Syariah

Fatwa Syekh Ismail Zain tentang Shalat Jamak Ta’khir di Rumah Setelah Bepergian

Sel, 24 Agustus 2021 | 14:00 WIB

Fatwa Syekh Ismail Zain tentang Shalat Jamak Ta’khir di Rumah Setelah Bepergian

Hukum melakukan jamak ta’khir di rumah setelah bepergian adalah tidak diboleh, sebab status shalat pertama adalah shalat qadha, sehingga tidak dapat diniati sebagai shalat jamak, namun harus diniati shalat qadha.

Bepergian merupakan salah satu sebab seseorang mendapatkan rukhsah atau dispensasi syariat berupa kebolehan melaksanakan shalat jamak, yaitu melaksanakan dua shalat dalam satu waktu, Zuhur jadi satu waktu dengan Ashar, dan Maghrib dengan Isya.

 
Namun dalam prakteknya, banyak sekali problem yang terjadi dalam pelaksanaan shalat jamak seperti ini, seiring berbagai peristiwa yang dialami oleh seseorang saat bepergian. Salah satu hal yang sering terjadi adalah kasus orang sudah niat jamak ta’khir, namun karena suatu hal, ia berinisiatif untuk melaksanakan shalat ketika sudah sampai di rumahnya. Misalnya ia niat jamak ta’khir shalat Zuhur dan Ashar untuk dilaksanakan pada waktu Ashar. Lalu karena suatu hal, ia berinisiatif melaksanakan dua shalat tersebut saat telah sampai di rumah padahal sudah masuk waktu Ashar.  Dalam keadaan demikian, masih bolehkah baginya shalat jamak ta’khir di rumahnya? Jika tidak boleh, lalu bagaimana status shalat pertama (shalat Zuhur atau Maghrib), apakah ia berdosa karena mengeluarkan shalat tersebut dari waktunya?

- Cuplikan Data -

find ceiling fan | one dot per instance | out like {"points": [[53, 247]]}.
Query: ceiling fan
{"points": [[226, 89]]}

- Tugas yang Dikerjakan -
**1)** Salin persis bagian teks tentang shalat jamak ta’khir, mulai dari "Sel, 24 Agustus" terus ke bawah sampai "diniati shalat qadha.".
**2)** Menurut teks tentang shalat jamak ta’khir, pasangan shalat apa saja yang boleh dilaksanakan dalam satu waktu saat bepergian?

- Jawaban Tiap Tugas -
**1)**
Sel, 24 Agustus 2021 | 14:00 WIB

Fatwa Syekh Ismail Zain tentang Shalat Jamak Ta’khir di Rumah Setelah Bepergian

Hukum melakukan jamak ta’khir di rumah setelah bepergian adalah tidak diboleh, sebab status shalat pertama adalah shalat qadha, sehingga tidak dapat diniati sebagai shalat jamak, namun harus diniati shalat qadha.

**2)** Zuhur dengan Ashar, serta Maghrib dengan Isya.